*** Excerpt to read
Nineties' rapper is more than a Vanilla write-off
Having interviewed numerous rappers over the years, we can reveal that most of them either keep busy throwing diva tantrums or are so into themselves and their world that treating others politely is the last thing on their mind. They shall remain nameless, of course, but when we were approached to interview Vanilla Ice ahead of his performance in Dubai, it's safe to say we didn't quite know what to expect.
But what a mild-mannered gentleman he turns out to be: he calls himself by his real name: Rob V; he took the time to respond to our questions in detail; and even said: "My pleasure, looking forward to seeing you all soon", after we thank him for his time. The 42-year-old is appearing in the emirate this week as part of Barasti presents Flashback to the Nineties alongside popular '90s dance act Snap. It will mark his first performance in the region this decade.
"I love Dubai, I came here in the late '90s and played a concert at the Emirates Offshore Powerboat Race," he tells Emirates Business. "It was a great time. I always tell people how nice it was and the food was incredible."
Yes, so he is known for that one song – Ice Ice Baby in case you had boycotted music in the early '90s – and most consider it a novelty record rather than serious hip-hop… but Vanilla Ice was actually credited with helping to diversify hip-hop by introducing it to a mainstream Caucasian audience. Ice Ice Baby was the first hip-hop single to top the US Billboard charts, and his debut album To the Extreme became the fastest-selling hip-hop album of all time, peaking at number one on the Billboard 200. It sold a staggering 11 million copies.
******
*** Supplied entries
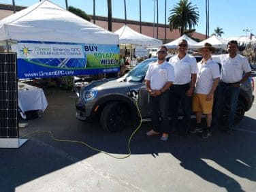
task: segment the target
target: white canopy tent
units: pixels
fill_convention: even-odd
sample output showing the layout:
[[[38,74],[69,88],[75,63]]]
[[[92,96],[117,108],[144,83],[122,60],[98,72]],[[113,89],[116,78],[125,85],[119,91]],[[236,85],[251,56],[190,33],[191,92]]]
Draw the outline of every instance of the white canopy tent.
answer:
[[[95,74],[119,67],[118,35],[48,0],[0,20],[0,42],[17,52],[19,78]]]
[[[224,39],[224,40],[227,42],[231,41],[231,40],[235,40],[237,41],[238,44],[240,45],[242,44],[248,44],[251,43],[251,42],[253,41],[253,37],[255,36],[252,36],[252,39],[250,39],[250,37],[246,37],[246,36],[240,36],[240,37],[226,37]]]
[[[45,0],[0,20],[0,41],[118,44],[118,36]]]
[[[227,44],[222,39],[219,39],[215,35],[212,35],[209,38],[204,39],[196,44],[191,45],[191,48],[199,48],[202,47],[205,43],[211,44],[212,46],[216,48],[225,49],[227,47]]]
[[[119,35],[121,47],[133,46],[142,46],[144,47],[157,47],[163,44],[162,41],[142,35],[131,29],[127,25],[114,32]]]
[[[197,44],[197,42],[195,42],[195,40],[192,39],[190,38],[189,36],[187,35],[184,34],[182,36],[178,37],[177,39],[174,40],[172,42],[170,42],[166,44],[164,44],[167,48],[176,48],[178,46],[178,42],[181,39],[185,39],[187,40],[188,44],[189,44],[189,48],[190,48],[191,46]]]

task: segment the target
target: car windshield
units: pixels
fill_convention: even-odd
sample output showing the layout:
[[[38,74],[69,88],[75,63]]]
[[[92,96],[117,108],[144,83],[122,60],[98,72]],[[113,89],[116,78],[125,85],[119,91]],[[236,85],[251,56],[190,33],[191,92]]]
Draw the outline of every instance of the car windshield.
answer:
[[[157,60],[157,58],[152,58],[143,61],[120,79],[128,82],[142,82],[146,76],[148,64]]]

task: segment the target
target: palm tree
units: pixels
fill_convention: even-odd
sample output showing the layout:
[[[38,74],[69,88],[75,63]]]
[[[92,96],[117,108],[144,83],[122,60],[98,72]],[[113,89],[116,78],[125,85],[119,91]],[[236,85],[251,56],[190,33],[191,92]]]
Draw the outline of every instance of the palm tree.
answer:
[[[108,0],[108,31],[112,31],[112,5],[111,5],[111,0]]]
[[[79,16],[80,17],[82,17],[82,18],[84,18],[85,20],[91,21],[91,17],[83,10],[81,10],[80,9],[76,8],[72,6],[68,7],[67,10],[69,12],[74,13],[74,14]]]
[[[195,25],[197,25],[199,14],[197,9],[197,7],[193,5],[188,0],[180,0],[180,2],[171,10],[168,18],[169,28],[171,31],[178,29],[181,36],[187,28],[191,29]]]
[[[223,29],[222,28],[219,28],[219,27],[217,27],[217,28],[216,28],[214,29],[214,33],[216,35],[217,35],[217,37],[221,37],[221,35],[223,34],[224,34],[224,32],[223,32]]]

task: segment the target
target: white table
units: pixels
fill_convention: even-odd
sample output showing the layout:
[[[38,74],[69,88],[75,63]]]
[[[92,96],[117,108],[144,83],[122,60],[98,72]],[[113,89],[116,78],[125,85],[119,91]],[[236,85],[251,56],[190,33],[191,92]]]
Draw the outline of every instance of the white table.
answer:
[[[20,86],[23,86],[20,87]],[[25,112],[29,110],[44,112],[47,108],[48,102],[43,89],[18,82],[18,106],[25,115]],[[22,118],[26,118],[26,116]]]

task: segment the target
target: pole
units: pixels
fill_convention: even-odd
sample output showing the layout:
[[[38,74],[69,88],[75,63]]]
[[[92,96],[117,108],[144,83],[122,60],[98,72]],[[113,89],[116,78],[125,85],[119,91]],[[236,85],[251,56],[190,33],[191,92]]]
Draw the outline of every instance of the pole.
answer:
[[[165,7],[165,44],[166,44],[166,0]]]
[[[142,33],[142,1],[140,0],[140,33]]]
[[[157,0],[157,39],[158,39],[158,0]]]
[[[95,24],[95,0],[93,0],[93,23]]]
[[[153,1],[154,1],[153,38],[155,38],[155,1],[156,0],[153,0]]]
[[[124,0],[124,4],[125,4],[125,25],[127,24],[127,18],[126,16],[126,1]]]
[[[14,14],[16,13],[15,0],[12,0],[12,7],[14,7]]]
******
Answer these questions from the article on Vanilla Ice:
(a) What name does he call himself?
(b) At what event did he play a concert in Dubai in the late '90s?
(c) How many copies did his debut album To the Extreme sell?

(a) Rob V
(b) The Emirates Offshore Powerboat Race
(c) 11 million